> _TEXT SHOWN_:
Student Production Workshop

Celebrating 20 Years of Education: Dimitri Normil


This year, Education at Roundabout celebrates its 20th Anniversary. Since 1996, Education at Roundabout has served as a national leader in arts education, using theatrical disciplines to create responsive programming that serves students, educators, early career professionals, and audiences. To celebrate this milestone, we asked members of the Education at Roundabout community to reflect on how Roundabout’s programs have impacted their lives.

Below, Dimitri Normil, a member of Roundabout’s after school program, Student Production Workshop (SPW) reflects on his journey into costume design.

Dimitri working on SPW costumes with a Roundabout Teaching Artist.

My name is Dimitri Normil and I’m a member of the Student Production Workshop ensemble. When I first joined SPW, I was extremely nervous because it was my first-time interviewing/auditioning for something. First, I had a great interview for the Tech/Design track with Teaching Artist Theresa. Then I auditioned for the Performance track. I had only learned about SPW the night before, and in my mind, auditioning for something on such short notice seemed scary. But the atmosphere at SPW was so warm and welcoming that I felt like I could do it with no problems. After my interview and audition I was proud of myself, and that feeling grew even more when I was accepted in the Tech/Design track.

The past two years I’ve spent in SPW have been nothing but great. I’ve made some great friends and got the chance to see some amazing shows. So far, my favorites were Love, Love, Love and Therese Raquin. I’ve learned so much about technical design from Theresa and the other Teaching Artists who come in and lead workshops about costumes, set, sound, and lighting design. The Teaching Artists push you to take risks, which isn’t hard in SPW’s comfortable environment.

> _SUPPLIED RECORDS_:

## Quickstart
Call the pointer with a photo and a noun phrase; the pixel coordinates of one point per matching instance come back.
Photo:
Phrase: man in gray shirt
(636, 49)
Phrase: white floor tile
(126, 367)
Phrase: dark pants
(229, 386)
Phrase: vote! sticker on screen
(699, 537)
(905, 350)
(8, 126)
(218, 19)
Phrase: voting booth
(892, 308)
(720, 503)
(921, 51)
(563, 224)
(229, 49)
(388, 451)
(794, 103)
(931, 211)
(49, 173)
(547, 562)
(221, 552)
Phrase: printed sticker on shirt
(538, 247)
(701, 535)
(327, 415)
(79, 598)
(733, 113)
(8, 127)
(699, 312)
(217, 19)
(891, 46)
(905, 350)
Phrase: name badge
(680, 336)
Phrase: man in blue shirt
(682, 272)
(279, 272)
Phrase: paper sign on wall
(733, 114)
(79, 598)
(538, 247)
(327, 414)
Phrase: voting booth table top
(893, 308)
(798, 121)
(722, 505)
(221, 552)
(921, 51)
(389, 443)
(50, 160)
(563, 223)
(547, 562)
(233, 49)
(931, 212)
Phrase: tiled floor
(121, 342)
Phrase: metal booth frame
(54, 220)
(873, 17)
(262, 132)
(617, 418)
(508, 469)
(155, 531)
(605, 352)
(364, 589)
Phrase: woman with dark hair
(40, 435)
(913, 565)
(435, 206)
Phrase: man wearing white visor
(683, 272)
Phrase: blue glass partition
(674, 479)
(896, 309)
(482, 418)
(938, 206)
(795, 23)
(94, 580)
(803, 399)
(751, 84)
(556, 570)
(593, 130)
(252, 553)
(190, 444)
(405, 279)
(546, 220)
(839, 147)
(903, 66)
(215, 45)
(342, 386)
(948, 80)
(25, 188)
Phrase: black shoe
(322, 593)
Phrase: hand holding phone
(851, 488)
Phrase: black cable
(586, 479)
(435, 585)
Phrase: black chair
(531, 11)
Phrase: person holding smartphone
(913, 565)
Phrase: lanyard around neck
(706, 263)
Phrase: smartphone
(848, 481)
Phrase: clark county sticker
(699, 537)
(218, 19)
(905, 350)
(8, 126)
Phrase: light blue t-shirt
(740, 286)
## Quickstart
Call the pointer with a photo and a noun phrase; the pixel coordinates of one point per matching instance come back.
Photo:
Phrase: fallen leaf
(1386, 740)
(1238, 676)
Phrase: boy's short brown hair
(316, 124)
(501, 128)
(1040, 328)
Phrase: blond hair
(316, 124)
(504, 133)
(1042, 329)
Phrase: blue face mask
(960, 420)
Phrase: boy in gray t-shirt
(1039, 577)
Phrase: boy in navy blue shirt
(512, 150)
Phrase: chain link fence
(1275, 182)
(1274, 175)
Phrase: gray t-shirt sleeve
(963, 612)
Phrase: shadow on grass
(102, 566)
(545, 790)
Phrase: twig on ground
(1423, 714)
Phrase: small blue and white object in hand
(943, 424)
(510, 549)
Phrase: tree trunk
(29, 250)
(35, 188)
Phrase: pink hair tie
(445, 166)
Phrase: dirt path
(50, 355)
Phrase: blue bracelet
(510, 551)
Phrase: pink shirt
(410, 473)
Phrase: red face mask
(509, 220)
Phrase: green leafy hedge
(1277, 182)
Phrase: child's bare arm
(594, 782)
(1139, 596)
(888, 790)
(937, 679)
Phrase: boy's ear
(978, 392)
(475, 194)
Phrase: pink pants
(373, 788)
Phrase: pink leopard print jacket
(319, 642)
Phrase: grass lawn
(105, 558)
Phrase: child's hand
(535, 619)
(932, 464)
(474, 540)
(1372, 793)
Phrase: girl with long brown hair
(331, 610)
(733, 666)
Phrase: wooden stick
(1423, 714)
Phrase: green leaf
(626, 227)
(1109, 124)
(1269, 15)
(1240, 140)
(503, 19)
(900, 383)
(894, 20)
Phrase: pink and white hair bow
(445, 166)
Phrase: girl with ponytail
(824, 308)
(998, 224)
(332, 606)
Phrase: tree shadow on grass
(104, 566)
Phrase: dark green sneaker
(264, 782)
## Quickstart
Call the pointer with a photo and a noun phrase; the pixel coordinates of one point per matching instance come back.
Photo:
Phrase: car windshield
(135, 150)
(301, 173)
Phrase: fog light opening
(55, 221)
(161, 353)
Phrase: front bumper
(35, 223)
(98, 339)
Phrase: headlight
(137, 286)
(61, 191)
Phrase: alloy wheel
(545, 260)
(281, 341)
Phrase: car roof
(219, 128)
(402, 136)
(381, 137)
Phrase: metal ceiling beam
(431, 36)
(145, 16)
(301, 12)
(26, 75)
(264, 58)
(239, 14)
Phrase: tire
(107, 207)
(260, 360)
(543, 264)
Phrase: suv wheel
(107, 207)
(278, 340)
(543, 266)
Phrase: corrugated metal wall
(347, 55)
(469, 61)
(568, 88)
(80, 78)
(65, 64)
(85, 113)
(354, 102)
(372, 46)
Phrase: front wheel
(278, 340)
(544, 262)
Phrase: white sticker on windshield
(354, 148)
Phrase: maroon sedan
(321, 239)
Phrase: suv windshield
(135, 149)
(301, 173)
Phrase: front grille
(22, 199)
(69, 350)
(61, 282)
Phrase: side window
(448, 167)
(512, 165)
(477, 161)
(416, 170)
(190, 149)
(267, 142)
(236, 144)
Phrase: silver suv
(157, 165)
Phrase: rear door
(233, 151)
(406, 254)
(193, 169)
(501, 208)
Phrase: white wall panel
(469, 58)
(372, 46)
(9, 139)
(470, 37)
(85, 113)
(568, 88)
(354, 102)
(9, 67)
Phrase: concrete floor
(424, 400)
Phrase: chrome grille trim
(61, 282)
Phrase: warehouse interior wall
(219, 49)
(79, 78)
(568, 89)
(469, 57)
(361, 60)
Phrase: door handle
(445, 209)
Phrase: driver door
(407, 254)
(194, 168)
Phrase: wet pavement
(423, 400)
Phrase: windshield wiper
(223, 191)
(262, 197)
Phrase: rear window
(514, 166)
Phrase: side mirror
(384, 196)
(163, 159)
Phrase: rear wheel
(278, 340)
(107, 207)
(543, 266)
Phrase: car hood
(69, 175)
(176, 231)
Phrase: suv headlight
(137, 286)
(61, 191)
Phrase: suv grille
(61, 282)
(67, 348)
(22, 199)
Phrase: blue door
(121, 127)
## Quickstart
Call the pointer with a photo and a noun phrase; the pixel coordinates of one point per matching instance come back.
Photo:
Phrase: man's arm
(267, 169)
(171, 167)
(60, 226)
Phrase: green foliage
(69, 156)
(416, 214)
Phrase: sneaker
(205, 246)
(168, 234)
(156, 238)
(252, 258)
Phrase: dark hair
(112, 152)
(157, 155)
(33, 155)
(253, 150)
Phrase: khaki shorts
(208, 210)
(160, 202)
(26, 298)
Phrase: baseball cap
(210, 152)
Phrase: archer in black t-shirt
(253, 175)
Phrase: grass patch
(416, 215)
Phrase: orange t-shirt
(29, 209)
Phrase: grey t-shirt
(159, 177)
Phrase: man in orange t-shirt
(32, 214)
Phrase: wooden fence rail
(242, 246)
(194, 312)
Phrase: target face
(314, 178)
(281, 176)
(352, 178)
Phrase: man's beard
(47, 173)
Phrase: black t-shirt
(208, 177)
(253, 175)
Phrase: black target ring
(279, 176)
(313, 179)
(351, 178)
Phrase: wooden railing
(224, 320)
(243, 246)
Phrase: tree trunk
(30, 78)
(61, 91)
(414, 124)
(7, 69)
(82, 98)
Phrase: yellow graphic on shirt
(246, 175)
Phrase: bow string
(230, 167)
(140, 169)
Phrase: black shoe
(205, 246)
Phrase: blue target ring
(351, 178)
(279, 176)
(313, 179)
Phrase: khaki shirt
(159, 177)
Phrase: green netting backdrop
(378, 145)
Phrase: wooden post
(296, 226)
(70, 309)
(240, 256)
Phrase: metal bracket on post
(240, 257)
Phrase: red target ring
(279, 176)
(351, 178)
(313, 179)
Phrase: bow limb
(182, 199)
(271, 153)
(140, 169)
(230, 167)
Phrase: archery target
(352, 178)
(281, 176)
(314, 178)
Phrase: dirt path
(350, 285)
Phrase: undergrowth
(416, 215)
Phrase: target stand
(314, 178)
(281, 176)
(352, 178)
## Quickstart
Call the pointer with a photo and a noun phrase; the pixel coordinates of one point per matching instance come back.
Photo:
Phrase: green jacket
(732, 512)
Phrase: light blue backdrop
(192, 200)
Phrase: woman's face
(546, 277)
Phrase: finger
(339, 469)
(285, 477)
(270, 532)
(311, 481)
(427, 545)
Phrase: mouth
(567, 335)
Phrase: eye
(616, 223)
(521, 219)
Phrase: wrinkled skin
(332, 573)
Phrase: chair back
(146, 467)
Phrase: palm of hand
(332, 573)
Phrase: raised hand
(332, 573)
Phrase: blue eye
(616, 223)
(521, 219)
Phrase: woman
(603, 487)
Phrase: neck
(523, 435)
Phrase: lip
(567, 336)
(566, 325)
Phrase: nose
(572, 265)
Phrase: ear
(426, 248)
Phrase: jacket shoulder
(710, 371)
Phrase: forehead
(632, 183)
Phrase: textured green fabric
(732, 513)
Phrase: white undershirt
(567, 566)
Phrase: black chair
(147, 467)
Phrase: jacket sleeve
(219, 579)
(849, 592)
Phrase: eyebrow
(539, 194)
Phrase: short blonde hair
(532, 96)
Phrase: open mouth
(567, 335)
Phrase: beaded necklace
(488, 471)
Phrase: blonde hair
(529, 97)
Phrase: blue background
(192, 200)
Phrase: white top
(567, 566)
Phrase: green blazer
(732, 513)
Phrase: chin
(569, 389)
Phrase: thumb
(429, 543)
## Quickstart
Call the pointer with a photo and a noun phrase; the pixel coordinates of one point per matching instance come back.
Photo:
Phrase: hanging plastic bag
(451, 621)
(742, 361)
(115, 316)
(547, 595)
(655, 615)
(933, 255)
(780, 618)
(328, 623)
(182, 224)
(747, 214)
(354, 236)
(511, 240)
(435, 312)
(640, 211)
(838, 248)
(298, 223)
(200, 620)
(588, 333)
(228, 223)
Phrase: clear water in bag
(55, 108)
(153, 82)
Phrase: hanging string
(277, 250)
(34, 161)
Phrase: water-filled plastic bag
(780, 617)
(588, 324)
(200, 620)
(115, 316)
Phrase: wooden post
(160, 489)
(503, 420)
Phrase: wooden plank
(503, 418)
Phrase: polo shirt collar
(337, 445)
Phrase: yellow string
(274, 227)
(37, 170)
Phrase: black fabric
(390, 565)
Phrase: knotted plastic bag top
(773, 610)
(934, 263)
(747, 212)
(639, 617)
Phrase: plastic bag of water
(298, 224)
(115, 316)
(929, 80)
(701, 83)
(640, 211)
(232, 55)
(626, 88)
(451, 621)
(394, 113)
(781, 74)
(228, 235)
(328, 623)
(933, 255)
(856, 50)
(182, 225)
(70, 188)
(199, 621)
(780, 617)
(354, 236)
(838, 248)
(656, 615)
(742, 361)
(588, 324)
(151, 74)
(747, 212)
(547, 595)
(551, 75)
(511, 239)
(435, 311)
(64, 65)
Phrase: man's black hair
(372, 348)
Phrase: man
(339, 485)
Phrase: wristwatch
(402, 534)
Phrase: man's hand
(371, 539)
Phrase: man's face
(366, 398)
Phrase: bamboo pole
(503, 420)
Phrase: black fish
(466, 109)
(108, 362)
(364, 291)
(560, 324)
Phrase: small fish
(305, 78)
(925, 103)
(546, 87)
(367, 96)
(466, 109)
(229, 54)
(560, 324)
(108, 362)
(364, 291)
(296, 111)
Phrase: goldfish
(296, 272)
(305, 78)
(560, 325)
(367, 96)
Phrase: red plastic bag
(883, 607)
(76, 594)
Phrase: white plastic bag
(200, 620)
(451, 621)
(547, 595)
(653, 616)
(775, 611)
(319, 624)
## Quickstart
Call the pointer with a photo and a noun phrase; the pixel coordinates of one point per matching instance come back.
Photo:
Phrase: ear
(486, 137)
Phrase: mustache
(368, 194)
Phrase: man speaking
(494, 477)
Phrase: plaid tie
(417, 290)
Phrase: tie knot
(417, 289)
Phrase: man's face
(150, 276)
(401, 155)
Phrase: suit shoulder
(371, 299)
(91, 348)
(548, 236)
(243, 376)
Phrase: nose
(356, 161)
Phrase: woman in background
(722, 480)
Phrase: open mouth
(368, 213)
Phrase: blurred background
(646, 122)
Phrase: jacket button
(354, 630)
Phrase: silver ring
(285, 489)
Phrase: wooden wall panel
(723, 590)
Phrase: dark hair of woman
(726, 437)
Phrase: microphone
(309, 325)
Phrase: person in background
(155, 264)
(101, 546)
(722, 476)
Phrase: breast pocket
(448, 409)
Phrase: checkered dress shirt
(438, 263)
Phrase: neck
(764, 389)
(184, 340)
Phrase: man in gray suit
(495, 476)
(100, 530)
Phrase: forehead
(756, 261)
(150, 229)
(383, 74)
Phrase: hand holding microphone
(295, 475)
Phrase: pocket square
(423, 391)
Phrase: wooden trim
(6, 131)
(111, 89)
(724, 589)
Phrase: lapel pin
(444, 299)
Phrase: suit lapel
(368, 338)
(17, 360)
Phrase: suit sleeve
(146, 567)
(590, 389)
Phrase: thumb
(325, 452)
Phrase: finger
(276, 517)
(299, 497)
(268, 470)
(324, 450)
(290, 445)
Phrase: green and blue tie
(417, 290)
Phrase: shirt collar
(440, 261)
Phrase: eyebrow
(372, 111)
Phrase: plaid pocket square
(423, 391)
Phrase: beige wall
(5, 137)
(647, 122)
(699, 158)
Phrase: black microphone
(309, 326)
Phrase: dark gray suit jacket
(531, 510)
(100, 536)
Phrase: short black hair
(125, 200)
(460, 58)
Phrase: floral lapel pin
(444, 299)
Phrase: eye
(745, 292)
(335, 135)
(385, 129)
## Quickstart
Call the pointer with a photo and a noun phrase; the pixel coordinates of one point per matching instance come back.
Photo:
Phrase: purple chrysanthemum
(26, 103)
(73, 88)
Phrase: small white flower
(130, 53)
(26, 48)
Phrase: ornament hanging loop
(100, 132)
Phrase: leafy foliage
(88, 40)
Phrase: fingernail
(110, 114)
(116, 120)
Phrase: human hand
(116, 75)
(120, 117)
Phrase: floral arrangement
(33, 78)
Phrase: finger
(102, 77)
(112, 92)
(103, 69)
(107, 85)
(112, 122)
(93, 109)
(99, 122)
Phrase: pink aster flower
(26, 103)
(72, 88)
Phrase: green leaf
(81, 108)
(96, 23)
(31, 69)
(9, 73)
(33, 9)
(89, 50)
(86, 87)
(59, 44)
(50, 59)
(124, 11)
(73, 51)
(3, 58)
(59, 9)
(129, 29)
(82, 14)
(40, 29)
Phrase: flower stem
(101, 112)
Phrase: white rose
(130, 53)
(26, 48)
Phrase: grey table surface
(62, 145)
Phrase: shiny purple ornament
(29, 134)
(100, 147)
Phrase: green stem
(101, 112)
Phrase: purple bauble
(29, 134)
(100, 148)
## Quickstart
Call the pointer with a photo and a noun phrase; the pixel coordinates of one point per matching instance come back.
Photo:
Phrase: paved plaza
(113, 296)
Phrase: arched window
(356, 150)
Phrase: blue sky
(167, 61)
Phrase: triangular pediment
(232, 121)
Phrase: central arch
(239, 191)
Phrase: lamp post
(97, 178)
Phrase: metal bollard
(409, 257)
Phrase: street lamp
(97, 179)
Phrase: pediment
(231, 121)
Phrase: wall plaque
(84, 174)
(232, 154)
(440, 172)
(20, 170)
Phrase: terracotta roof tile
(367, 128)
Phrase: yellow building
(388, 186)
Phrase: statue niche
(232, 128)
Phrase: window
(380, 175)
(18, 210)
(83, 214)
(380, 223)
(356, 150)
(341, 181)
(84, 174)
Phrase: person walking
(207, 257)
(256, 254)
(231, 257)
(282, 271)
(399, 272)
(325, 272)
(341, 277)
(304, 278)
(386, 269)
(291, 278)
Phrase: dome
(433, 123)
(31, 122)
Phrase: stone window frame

> _EXERCISE REQUIREMENTS_:
**A)** Pull out every line of the records that contains the string "post".
**B)** Go on writing the Student Production Workshop piece, starting after its last sentence.
The Student Production Workshop piece and the records are unrelated.

> _OUTPUTS BY TASK_:
**A)**
Phrase: wooden post
Phrase: metal bracket on post
Phrase: wooden post
Phrase: lamp post

**B)**
During my first summer at SPW, I got to be a costume designer for our production of She Was as Beautiful as the Moon. Being a costume designer was a new experience for me, and I was excited to learn more about what goes into designing character’s costumes. It was such an amazing experience. I got to work with a great mentor, and teamed up with amazing people, who are now my friends. This summer, I took on greater responsibility as the Production Manager for our production of Little By Little. SPW has taught me a lot in the past two years. I hope to take the skills I've learned and use them in the future to achieve great things. Because of SPW, I have a wide range of opportunities for my future. I'd recommend this program to anyone who enjoys theater, there's so much to take away from it. It helps you grow more as a person. Being a part SPW has been an adventure, and I can’t wait to see what next year holds.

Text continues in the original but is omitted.